------ READING PASSAGE ------

Sens. Elizabeth Warren (D-Mass.) and Sherrod Brown (D-Ohio), along with other members of Congress, sent letters to Jerome Powell, chair of the Board of Governors of the Federal Reserve System in advance of the Federal Open Market Committee (FOMC) meeting emphasizing the importance of lower interest rates for the housing market.
“For working Americans and small businesses who already feel the crush of inflation, higher housing costs and reduced access to credit will only make it worse,” Brown said. “Keeping interest rates high will be detrimental to American workers and their families and do little to bring down prices or promote moderate economic growth.
“While more must be done to address the fact that costs remain too high, it is becoming increasingly evident that restrictive monetary policy is no longer the right tool for combatting inflation, and I urge the Federal Reserve to ease monetary policy early this year.”
Warren’s letter echoed similar concern, noting how mortgage rates hit a 20-year high in 2023 “as a direct result of the Fed’s campaign of aggressive hikes.” While the Fed’s decision to pause rate hikes in September and December of last year was a good first step, Warren stated there is still work that needs to be done.
“High interest rates have also worsened our nation’s housing supply crisis,” she added. “As mortgage rates have gone up, the price of home listings has not significantly dampened. Rather, a decade-long dearth of supply (exacerbated by a complete suppression of home building at the onset of the COVID-19 pandemic) has kept costs high on homes across the country.

------

Continue the passage about the senators' letters urging the Federal Reserve to lower interest rates, starting right after its last sentence.

------ DATA TO EXAMINE ------

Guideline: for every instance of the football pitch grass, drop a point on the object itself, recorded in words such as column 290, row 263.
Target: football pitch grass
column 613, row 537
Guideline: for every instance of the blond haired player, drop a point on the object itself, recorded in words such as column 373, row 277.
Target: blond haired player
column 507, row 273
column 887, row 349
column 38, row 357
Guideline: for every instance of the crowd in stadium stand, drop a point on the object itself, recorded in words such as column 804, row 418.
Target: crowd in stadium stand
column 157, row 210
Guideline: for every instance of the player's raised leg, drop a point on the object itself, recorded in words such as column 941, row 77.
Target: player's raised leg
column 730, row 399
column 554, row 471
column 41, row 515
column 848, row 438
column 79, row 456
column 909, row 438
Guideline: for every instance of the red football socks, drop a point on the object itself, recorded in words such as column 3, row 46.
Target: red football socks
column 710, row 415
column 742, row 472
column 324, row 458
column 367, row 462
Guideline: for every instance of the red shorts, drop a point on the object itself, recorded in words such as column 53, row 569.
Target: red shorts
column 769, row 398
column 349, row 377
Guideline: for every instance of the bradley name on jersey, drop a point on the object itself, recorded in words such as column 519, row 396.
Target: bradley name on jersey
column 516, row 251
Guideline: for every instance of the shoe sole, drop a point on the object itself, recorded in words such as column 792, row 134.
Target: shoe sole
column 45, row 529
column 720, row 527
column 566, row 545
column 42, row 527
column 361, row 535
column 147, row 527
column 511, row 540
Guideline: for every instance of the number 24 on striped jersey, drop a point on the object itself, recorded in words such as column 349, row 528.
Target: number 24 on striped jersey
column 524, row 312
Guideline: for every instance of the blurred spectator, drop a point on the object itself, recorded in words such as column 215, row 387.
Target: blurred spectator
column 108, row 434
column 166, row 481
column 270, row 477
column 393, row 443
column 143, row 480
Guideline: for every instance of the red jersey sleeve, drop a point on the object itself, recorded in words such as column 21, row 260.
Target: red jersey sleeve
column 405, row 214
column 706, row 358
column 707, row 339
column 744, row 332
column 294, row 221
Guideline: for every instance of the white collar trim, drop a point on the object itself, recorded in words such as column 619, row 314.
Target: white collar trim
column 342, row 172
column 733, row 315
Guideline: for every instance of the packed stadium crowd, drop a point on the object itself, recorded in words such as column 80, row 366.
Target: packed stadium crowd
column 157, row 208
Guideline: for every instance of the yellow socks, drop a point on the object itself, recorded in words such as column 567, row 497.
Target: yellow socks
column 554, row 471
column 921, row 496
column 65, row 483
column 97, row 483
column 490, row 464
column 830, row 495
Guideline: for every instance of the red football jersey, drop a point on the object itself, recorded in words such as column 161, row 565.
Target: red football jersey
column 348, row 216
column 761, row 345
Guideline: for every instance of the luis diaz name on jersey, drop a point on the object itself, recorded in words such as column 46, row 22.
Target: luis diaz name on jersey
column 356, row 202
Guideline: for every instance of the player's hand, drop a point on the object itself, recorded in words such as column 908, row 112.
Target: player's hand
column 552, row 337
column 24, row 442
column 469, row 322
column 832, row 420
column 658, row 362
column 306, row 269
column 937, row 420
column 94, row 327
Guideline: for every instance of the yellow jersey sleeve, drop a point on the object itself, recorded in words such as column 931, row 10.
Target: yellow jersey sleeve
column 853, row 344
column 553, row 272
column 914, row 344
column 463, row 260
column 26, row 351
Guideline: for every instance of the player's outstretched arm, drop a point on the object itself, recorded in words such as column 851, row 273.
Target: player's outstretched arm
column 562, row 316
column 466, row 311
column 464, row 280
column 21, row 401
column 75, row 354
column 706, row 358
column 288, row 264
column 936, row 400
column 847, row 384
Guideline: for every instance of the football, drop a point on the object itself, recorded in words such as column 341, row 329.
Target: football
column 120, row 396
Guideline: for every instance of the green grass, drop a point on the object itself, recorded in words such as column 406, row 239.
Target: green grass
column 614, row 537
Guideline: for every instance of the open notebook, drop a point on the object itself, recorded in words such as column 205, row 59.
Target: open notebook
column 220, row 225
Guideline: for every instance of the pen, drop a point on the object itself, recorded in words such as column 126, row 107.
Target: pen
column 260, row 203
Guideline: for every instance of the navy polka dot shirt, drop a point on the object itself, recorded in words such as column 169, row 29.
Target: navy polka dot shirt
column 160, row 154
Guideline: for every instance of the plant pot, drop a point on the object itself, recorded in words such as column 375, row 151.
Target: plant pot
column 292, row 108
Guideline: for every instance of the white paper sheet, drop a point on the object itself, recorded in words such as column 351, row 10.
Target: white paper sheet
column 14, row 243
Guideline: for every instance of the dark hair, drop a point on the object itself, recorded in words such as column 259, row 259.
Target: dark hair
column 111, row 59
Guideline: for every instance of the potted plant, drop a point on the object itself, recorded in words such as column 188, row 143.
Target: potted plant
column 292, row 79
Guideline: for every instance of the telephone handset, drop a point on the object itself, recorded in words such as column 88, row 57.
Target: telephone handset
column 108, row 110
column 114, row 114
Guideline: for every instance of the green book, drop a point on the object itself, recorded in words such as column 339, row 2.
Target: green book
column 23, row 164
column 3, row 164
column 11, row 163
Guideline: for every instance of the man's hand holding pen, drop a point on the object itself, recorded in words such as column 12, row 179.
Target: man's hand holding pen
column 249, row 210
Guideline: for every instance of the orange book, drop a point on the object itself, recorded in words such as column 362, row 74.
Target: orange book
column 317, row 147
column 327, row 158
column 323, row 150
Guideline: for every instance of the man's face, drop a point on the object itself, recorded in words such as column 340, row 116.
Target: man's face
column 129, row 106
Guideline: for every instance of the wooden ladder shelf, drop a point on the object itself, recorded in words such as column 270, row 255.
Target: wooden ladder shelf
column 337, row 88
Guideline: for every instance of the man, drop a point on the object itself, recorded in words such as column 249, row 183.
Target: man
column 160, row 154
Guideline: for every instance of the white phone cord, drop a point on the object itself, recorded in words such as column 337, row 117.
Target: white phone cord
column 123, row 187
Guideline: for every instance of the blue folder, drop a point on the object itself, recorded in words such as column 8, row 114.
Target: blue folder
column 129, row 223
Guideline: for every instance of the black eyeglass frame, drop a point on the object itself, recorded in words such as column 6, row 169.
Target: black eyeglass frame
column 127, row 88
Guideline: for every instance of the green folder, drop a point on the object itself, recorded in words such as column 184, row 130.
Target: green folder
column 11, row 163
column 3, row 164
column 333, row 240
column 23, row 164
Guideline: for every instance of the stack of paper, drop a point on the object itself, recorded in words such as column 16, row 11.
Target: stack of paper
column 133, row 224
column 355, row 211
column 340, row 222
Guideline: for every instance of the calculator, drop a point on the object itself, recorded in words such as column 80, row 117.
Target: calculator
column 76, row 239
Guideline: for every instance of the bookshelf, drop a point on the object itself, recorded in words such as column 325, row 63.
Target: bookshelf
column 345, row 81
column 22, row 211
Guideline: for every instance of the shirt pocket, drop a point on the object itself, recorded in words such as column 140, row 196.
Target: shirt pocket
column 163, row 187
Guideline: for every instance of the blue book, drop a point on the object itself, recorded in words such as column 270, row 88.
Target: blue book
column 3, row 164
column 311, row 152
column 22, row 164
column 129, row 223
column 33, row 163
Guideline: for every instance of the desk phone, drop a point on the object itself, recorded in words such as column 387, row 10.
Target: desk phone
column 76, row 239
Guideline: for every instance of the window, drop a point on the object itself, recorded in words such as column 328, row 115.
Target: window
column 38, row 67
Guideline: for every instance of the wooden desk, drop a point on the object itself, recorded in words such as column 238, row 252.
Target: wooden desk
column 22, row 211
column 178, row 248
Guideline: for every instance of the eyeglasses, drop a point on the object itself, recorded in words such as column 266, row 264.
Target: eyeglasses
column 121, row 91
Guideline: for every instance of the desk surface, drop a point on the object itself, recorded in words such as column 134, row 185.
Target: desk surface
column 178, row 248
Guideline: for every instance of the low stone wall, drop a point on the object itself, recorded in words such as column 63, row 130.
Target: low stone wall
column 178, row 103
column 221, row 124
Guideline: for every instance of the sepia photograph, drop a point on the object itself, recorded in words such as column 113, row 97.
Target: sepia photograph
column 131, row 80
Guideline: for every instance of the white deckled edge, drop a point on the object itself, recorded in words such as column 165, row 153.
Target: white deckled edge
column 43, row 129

------
------ DATA TO EXAMINE ------

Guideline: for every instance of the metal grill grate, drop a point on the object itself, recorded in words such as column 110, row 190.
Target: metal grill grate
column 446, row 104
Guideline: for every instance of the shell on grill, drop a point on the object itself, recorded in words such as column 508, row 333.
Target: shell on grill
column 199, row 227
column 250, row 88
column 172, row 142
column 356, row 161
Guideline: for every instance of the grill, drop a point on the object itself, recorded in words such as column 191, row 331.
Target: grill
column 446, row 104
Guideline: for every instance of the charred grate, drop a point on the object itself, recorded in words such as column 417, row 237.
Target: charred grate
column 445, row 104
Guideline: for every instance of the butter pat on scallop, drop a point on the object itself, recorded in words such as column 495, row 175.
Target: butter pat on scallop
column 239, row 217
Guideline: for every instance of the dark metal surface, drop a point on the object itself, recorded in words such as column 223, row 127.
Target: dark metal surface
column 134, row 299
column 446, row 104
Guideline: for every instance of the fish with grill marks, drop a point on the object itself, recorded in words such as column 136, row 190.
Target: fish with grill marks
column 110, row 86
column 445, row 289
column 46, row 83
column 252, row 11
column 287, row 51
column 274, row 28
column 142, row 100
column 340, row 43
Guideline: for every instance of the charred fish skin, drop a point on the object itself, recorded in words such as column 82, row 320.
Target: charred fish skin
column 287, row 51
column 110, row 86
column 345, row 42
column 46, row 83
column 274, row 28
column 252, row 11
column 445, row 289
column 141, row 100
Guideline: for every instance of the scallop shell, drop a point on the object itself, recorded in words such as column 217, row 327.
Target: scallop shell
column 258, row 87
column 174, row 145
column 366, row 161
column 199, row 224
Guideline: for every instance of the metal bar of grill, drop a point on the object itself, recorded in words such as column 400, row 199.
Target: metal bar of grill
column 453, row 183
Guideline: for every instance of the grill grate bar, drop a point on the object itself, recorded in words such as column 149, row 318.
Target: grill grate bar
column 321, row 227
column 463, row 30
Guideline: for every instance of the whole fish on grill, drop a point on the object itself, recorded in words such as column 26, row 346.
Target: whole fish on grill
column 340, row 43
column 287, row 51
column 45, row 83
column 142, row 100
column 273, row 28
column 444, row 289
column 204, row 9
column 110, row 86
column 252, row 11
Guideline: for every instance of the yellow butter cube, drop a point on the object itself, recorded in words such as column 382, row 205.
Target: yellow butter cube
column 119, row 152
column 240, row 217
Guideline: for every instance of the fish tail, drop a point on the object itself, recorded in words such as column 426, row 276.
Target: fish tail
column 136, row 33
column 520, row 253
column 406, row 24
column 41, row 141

------

RESULT OF THE TASK:
“In response to high interest rates and higher construction costs, developers have opted either to pivot to developing smaller properties or have chosen to pull back on construction. Additionally, the existing supply of homes has become less available to new buyers, as current homeowners are reticent to move and trade in their lower rates for a higher rate on the mortgage needed to purchase a new home.”
Brown referenced how higher interest rates give corporations an advantage over consumers in the housing market. While consumers only had access to elevated rates, corporations and investors have better access to cheaper Wall Street financing, enabling them to put in all-cash offers and take homes off the market.
The House Committee on Financial Services also brought up this growing issue during Department of Housing and Development Secretary Marcia Fudge’s testimony last month.
Reports after the FOMC showed the Fed left rates unchanged after its January meeting, and the Fed indicated it likely won’t cut rates in March. Powell stated it would not be appropriate to cut rates until the Fed gained “greater confidence” that inflation is approaching its 2 percent goal.